** GIVEN INFORMATION **

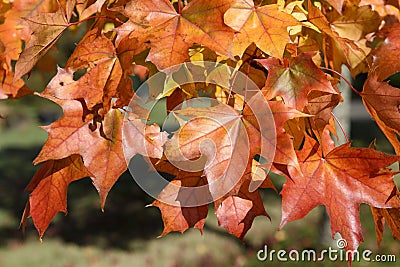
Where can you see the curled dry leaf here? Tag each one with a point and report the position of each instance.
(341, 181)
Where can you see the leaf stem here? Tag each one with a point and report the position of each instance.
(341, 127)
(73, 23)
(344, 79)
(231, 87)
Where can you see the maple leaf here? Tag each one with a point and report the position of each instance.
(49, 189)
(46, 29)
(336, 4)
(341, 181)
(102, 153)
(356, 22)
(339, 49)
(180, 217)
(293, 80)
(382, 102)
(386, 56)
(225, 159)
(237, 212)
(383, 7)
(265, 26)
(11, 89)
(86, 11)
(93, 47)
(13, 28)
(171, 33)
(392, 218)
(98, 85)
(284, 150)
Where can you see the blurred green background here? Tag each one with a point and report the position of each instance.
(126, 233)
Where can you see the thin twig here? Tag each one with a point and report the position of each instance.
(341, 127)
(73, 23)
(344, 79)
(231, 87)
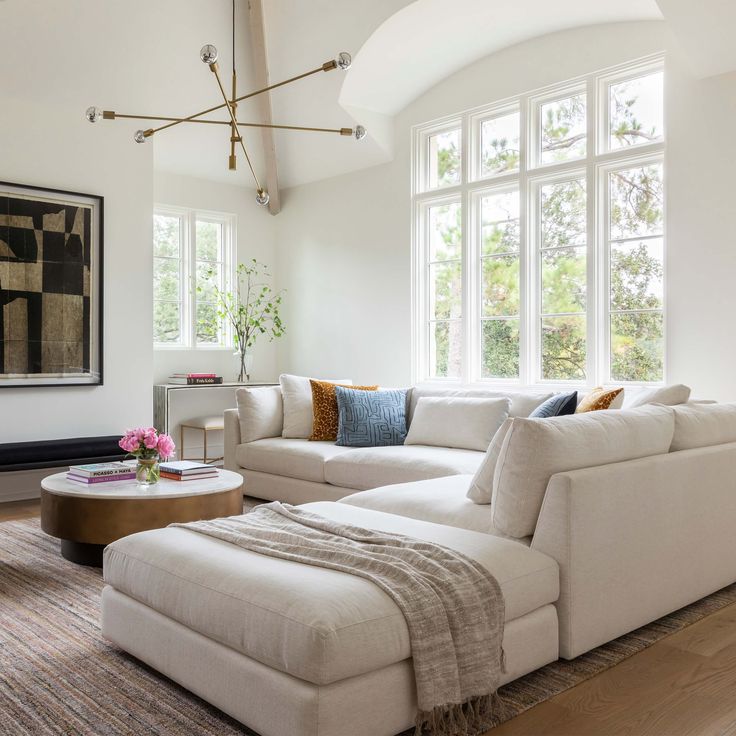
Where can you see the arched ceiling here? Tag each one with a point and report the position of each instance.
(428, 40)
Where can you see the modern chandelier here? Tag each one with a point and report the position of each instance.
(208, 55)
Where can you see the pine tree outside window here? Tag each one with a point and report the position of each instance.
(539, 239)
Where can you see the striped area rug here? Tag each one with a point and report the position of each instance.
(58, 676)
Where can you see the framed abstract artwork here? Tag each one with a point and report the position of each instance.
(50, 287)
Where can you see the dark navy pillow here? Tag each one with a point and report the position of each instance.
(370, 421)
(556, 406)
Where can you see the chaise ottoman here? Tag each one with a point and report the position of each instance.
(295, 650)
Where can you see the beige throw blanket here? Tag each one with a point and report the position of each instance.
(453, 606)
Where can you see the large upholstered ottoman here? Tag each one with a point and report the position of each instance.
(295, 650)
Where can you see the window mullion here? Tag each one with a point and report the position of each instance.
(526, 311)
(596, 261)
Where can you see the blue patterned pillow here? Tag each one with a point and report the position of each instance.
(557, 406)
(370, 421)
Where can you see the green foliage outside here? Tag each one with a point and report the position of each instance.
(166, 306)
(636, 211)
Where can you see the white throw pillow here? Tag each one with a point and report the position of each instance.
(260, 411)
(296, 392)
(667, 395)
(535, 449)
(466, 423)
(701, 425)
(522, 404)
(481, 487)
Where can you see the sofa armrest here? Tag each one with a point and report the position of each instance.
(637, 540)
(232, 438)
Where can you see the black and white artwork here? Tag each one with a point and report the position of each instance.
(50, 287)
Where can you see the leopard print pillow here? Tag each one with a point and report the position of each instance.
(599, 398)
(325, 409)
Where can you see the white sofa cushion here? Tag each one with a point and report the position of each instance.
(291, 457)
(296, 392)
(370, 467)
(260, 411)
(700, 425)
(522, 405)
(454, 421)
(317, 624)
(535, 449)
(481, 487)
(439, 500)
(667, 395)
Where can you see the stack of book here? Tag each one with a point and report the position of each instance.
(187, 470)
(195, 379)
(101, 472)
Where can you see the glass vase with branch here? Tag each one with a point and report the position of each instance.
(251, 308)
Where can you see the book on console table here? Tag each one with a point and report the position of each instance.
(101, 470)
(198, 380)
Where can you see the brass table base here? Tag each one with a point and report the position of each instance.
(86, 525)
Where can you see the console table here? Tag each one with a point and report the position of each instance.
(174, 403)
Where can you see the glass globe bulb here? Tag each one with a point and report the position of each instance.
(93, 114)
(208, 54)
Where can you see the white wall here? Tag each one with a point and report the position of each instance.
(701, 238)
(344, 255)
(345, 243)
(255, 239)
(62, 151)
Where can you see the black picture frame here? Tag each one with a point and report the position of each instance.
(51, 287)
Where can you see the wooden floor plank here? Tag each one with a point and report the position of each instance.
(16, 510)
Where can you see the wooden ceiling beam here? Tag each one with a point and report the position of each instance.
(260, 65)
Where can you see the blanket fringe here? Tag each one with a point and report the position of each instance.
(471, 718)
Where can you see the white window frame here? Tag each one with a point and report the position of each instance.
(188, 219)
(529, 178)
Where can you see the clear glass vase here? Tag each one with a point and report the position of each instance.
(148, 471)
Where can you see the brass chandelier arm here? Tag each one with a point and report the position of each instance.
(111, 115)
(326, 67)
(234, 122)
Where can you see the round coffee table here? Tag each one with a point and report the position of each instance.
(86, 518)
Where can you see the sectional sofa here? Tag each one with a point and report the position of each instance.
(296, 470)
(597, 525)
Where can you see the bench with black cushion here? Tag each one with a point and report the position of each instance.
(56, 453)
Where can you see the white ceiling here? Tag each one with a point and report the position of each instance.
(397, 63)
(142, 56)
(705, 30)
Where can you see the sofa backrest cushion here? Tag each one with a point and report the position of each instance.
(481, 487)
(673, 395)
(296, 392)
(522, 405)
(260, 411)
(535, 449)
(701, 425)
(457, 421)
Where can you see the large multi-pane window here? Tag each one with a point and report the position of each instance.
(192, 260)
(539, 236)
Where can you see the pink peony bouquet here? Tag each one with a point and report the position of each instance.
(146, 442)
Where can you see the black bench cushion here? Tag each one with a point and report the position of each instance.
(53, 453)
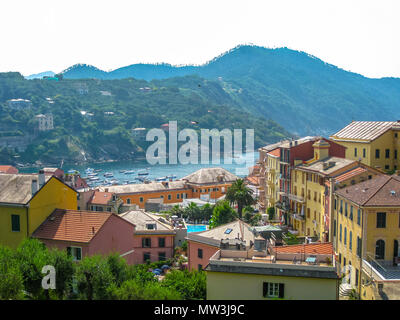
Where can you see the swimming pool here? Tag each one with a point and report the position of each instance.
(196, 227)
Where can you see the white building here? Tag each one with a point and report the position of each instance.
(45, 122)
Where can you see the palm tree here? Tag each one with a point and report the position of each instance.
(240, 194)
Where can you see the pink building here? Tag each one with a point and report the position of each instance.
(202, 245)
(85, 233)
(153, 238)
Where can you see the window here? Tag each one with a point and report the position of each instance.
(146, 243)
(161, 242)
(381, 219)
(75, 253)
(15, 223)
(359, 247)
(380, 250)
(273, 290)
(161, 256)
(146, 256)
(350, 240)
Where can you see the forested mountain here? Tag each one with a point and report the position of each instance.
(93, 118)
(301, 92)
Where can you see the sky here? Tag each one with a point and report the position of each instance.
(41, 35)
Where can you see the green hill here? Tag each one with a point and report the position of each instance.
(117, 107)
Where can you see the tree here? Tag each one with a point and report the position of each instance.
(191, 285)
(238, 193)
(94, 277)
(222, 214)
(11, 280)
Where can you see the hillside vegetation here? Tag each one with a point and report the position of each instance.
(192, 101)
(301, 92)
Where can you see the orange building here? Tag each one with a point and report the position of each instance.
(205, 184)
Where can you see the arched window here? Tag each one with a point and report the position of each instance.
(380, 250)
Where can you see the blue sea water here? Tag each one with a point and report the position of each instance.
(157, 170)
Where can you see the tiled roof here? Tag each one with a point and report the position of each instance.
(145, 187)
(17, 188)
(214, 236)
(210, 176)
(101, 197)
(318, 166)
(8, 169)
(381, 190)
(276, 152)
(72, 225)
(349, 174)
(140, 219)
(310, 248)
(364, 130)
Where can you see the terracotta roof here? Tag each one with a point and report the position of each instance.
(101, 198)
(381, 190)
(349, 174)
(210, 176)
(72, 225)
(276, 152)
(8, 169)
(364, 130)
(310, 248)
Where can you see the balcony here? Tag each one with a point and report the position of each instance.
(296, 198)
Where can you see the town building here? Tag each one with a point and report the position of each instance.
(85, 233)
(375, 143)
(203, 245)
(297, 272)
(313, 182)
(26, 200)
(207, 184)
(94, 200)
(367, 234)
(45, 122)
(19, 104)
(153, 238)
(276, 164)
(8, 169)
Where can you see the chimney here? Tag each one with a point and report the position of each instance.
(34, 187)
(41, 178)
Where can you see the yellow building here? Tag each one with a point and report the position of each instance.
(26, 200)
(269, 161)
(366, 236)
(375, 143)
(299, 272)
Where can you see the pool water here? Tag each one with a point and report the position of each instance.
(196, 227)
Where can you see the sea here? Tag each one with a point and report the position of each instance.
(239, 165)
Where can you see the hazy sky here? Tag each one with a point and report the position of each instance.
(360, 36)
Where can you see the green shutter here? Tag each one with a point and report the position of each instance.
(15, 224)
(265, 289)
(281, 290)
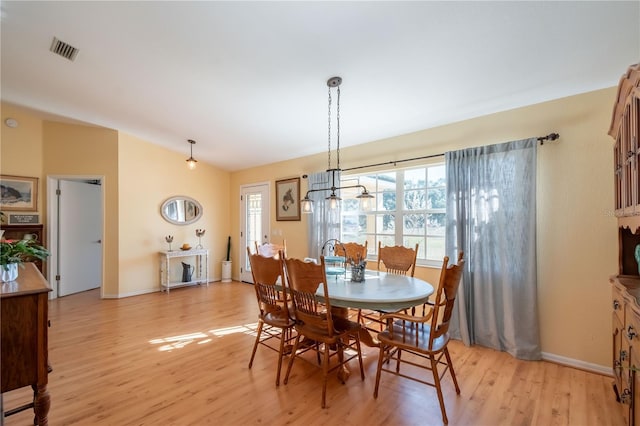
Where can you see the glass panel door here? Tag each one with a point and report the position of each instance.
(254, 200)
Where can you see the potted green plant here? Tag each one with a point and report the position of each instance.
(14, 253)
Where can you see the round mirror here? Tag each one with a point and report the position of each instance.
(181, 210)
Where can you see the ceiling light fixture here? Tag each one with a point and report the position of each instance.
(191, 162)
(306, 204)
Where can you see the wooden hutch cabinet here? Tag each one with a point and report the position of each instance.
(625, 130)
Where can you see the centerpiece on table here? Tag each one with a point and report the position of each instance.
(14, 253)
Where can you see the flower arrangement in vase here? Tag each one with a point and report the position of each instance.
(14, 253)
(199, 234)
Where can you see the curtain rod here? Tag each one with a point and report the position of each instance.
(541, 139)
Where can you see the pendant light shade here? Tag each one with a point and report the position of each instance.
(306, 204)
(191, 162)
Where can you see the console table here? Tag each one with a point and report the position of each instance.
(169, 279)
(24, 311)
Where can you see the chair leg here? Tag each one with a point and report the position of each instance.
(291, 358)
(325, 375)
(451, 371)
(360, 356)
(436, 380)
(255, 345)
(283, 338)
(379, 370)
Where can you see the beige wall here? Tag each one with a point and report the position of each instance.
(71, 150)
(137, 177)
(148, 175)
(21, 147)
(577, 246)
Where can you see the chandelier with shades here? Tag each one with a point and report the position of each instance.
(306, 204)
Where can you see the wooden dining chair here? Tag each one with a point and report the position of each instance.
(333, 335)
(425, 337)
(274, 319)
(271, 249)
(398, 260)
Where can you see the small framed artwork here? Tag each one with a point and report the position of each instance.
(288, 199)
(18, 193)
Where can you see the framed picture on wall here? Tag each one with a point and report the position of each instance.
(18, 193)
(288, 199)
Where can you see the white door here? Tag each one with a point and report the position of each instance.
(79, 236)
(254, 223)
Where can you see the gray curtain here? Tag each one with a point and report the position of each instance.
(491, 216)
(323, 223)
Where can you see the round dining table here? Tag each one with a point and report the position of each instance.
(379, 291)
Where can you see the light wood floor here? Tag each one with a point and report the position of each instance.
(181, 359)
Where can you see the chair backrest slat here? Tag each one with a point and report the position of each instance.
(398, 260)
(353, 251)
(267, 272)
(450, 277)
(303, 279)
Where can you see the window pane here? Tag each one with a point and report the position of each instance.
(386, 240)
(414, 224)
(435, 248)
(437, 198)
(349, 204)
(411, 243)
(415, 200)
(436, 175)
(387, 200)
(414, 211)
(385, 223)
(415, 178)
(436, 223)
(350, 228)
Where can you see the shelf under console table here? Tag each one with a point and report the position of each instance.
(169, 278)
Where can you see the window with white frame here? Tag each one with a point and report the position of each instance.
(409, 208)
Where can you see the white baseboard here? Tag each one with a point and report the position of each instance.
(133, 293)
(575, 363)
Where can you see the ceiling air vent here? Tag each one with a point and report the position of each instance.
(63, 49)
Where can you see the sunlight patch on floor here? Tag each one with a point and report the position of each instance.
(200, 338)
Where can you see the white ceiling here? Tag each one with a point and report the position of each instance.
(247, 80)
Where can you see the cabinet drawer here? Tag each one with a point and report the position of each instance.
(618, 304)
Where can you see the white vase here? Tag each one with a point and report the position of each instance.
(8, 272)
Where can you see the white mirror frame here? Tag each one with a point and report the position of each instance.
(181, 216)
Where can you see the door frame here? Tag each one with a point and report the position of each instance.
(242, 252)
(52, 227)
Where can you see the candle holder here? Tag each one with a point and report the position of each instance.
(199, 234)
(169, 240)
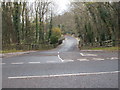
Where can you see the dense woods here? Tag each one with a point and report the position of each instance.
(27, 25)
(95, 23)
(34, 25)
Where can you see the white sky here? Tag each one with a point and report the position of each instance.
(62, 5)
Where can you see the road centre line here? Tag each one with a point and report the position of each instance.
(33, 62)
(82, 54)
(88, 54)
(60, 57)
(17, 63)
(61, 75)
(2, 63)
(98, 59)
(114, 58)
(82, 59)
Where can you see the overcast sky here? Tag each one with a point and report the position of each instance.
(62, 5)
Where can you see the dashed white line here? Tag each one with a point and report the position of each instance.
(51, 61)
(98, 59)
(68, 60)
(82, 54)
(61, 75)
(33, 62)
(60, 57)
(17, 63)
(88, 54)
(113, 58)
(2, 63)
(82, 59)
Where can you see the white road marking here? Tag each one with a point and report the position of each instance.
(98, 59)
(33, 62)
(82, 54)
(91, 50)
(113, 58)
(17, 63)
(88, 54)
(2, 63)
(66, 60)
(51, 61)
(61, 75)
(82, 59)
(60, 57)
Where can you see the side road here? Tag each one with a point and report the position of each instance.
(2, 55)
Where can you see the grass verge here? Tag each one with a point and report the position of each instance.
(102, 48)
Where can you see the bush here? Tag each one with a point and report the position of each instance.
(53, 39)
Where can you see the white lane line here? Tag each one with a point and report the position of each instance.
(87, 54)
(68, 60)
(17, 63)
(60, 57)
(61, 75)
(51, 61)
(82, 59)
(91, 50)
(113, 58)
(82, 54)
(2, 63)
(98, 59)
(34, 62)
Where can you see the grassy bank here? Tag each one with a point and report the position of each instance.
(102, 48)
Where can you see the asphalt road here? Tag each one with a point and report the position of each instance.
(63, 67)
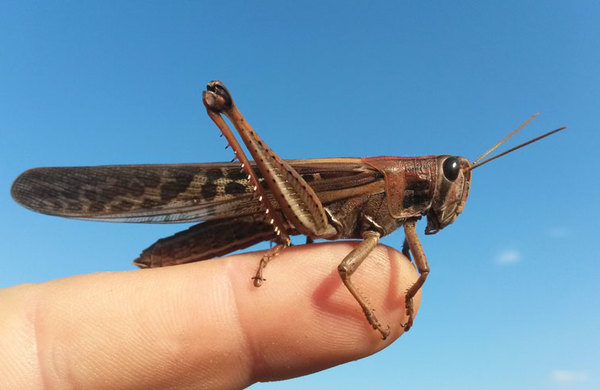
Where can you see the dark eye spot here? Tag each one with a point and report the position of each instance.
(451, 168)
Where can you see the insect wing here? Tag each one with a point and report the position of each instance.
(173, 193)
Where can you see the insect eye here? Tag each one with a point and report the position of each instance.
(451, 168)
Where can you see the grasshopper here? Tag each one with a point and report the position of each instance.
(241, 203)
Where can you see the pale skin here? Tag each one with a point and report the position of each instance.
(200, 325)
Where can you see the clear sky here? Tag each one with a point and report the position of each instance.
(512, 300)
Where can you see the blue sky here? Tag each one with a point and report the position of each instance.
(512, 300)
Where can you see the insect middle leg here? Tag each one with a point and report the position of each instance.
(347, 267)
(421, 262)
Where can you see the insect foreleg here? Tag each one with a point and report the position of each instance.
(421, 262)
(347, 267)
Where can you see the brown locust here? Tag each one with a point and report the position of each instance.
(244, 202)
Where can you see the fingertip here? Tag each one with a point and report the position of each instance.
(304, 307)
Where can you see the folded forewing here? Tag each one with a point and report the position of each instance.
(167, 193)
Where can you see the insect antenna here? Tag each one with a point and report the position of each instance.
(504, 139)
(476, 164)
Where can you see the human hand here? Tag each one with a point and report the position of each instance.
(201, 324)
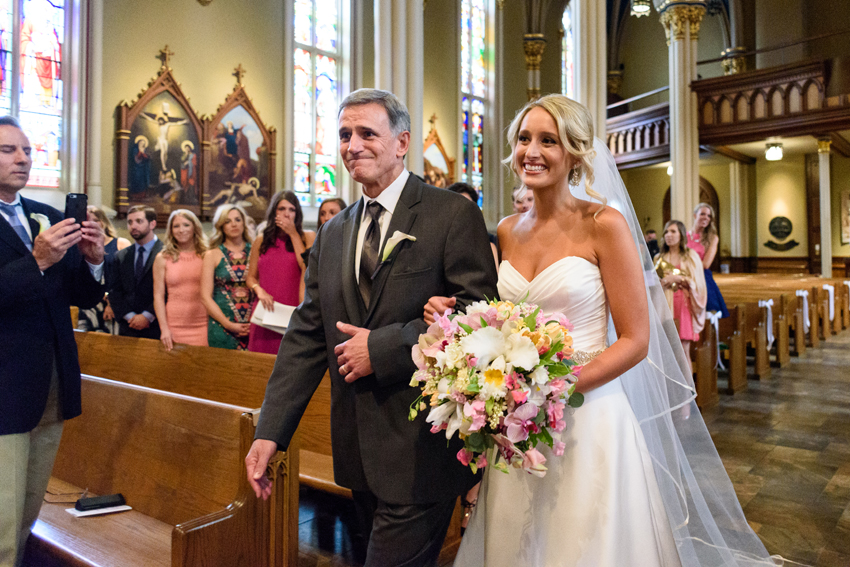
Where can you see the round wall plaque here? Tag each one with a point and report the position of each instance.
(780, 227)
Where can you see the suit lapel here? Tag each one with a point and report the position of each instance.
(354, 306)
(402, 220)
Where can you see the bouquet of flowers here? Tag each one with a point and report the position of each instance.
(499, 376)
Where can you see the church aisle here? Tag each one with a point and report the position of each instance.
(785, 442)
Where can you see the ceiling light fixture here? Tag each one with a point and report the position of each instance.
(773, 151)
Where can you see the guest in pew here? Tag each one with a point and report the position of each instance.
(522, 199)
(177, 276)
(101, 318)
(468, 191)
(680, 270)
(47, 264)
(131, 295)
(329, 209)
(224, 288)
(703, 240)
(276, 268)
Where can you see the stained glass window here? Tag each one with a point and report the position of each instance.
(473, 43)
(567, 55)
(316, 99)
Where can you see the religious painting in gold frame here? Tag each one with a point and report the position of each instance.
(239, 155)
(157, 145)
(439, 167)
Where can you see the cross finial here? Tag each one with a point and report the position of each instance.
(165, 57)
(239, 72)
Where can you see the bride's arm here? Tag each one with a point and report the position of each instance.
(624, 286)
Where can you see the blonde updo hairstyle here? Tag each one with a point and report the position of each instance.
(575, 130)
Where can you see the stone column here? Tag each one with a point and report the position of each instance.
(591, 76)
(681, 20)
(739, 219)
(825, 213)
(399, 45)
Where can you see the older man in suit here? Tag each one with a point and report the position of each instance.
(47, 264)
(131, 296)
(362, 313)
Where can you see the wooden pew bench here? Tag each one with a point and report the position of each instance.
(179, 462)
(226, 376)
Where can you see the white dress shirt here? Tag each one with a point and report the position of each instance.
(388, 199)
(96, 270)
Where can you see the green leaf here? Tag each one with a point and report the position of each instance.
(531, 320)
(576, 400)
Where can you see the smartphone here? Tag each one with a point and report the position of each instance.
(75, 207)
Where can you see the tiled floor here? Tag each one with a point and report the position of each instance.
(785, 443)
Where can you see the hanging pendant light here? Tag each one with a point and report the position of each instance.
(641, 7)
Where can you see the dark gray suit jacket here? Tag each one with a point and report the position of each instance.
(375, 447)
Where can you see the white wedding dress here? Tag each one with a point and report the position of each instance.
(599, 504)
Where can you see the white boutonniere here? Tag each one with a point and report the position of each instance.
(397, 237)
(42, 220)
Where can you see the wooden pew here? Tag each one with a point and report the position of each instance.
(226, 376)
(179, 462)
(732, 333)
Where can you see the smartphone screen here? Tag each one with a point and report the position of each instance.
(75, 207)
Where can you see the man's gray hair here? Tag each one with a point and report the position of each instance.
(397, 112)
(10, 121)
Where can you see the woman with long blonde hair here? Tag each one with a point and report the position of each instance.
(177, 276)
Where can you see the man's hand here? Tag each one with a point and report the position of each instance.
(91, 245)
(256, 461)
(353, 355)
(51, 245)
(438, 304)
(139, 322)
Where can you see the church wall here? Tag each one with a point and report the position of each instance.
(208, 42)
(643, 53)
(781, 191)
(441, 74)
(840, 182)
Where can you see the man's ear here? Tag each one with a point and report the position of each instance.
(403, 144)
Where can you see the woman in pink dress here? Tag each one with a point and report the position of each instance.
(276, 267)
(177, 282)
(683, 281)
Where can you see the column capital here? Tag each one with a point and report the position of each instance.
(680, 15)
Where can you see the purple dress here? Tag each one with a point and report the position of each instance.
(279, 275)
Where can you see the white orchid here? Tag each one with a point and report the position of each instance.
(393, 241)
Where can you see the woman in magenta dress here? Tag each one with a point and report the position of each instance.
(703, 240)
(177, 275)
(681, 272)
(276, 268)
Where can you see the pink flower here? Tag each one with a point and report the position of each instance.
(519, 422)
(558, 448)
(532, 461)
(475, 410)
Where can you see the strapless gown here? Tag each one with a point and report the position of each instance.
(599, 504)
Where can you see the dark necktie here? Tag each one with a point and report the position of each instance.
(15, 223)
(140, 262)
(371, 247)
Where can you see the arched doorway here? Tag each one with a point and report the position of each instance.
(707, 194)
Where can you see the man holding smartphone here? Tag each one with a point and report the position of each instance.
(47, 264)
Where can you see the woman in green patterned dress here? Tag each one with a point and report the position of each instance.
(224, 292)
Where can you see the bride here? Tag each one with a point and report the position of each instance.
(640, 482)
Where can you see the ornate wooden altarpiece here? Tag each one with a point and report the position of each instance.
(439, 167)
(239, 155)
(158, 138)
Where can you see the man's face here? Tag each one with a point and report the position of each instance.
(139, 226)
(15, 160)
(371, 152)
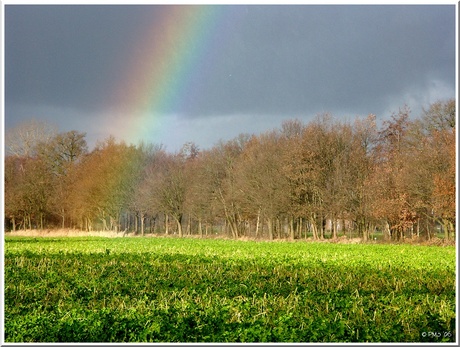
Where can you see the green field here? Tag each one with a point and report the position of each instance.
(88, 289)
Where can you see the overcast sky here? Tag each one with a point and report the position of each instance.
(258, 66)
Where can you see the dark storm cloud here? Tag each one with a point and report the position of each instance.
(67, 55)
(284, 61)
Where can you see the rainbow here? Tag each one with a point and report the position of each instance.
(172, 53)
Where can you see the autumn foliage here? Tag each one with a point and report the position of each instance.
(323, 179)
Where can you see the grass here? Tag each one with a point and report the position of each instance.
(94, 289)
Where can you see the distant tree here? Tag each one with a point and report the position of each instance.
(262, 186)
(22, 140)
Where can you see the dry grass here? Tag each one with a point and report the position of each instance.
(63, 233)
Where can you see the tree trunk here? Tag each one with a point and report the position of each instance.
(291, 227)
(257, 223)
(200, 229)
(166, 224)
(314, 227)
(141, 216)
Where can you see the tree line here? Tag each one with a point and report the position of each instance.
(322, 179)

** EXERCISE REQUIREMENTS **
Using the records above, please repeat the line with "Where can you see the tree trunk" and every line after it exactly, and give no other text.

** SOLUTION FOR THIS TASK **
Where can you see the tree trunk here? Tag each one with a point and report the position of each instance.
(291, 227)
(257, 223)
(200, 229)
(166, 224)
(314, 227)
(141, 216)
Where can you see the tree line here? Tag each one with a point and report the position of each instance.
(322, 179)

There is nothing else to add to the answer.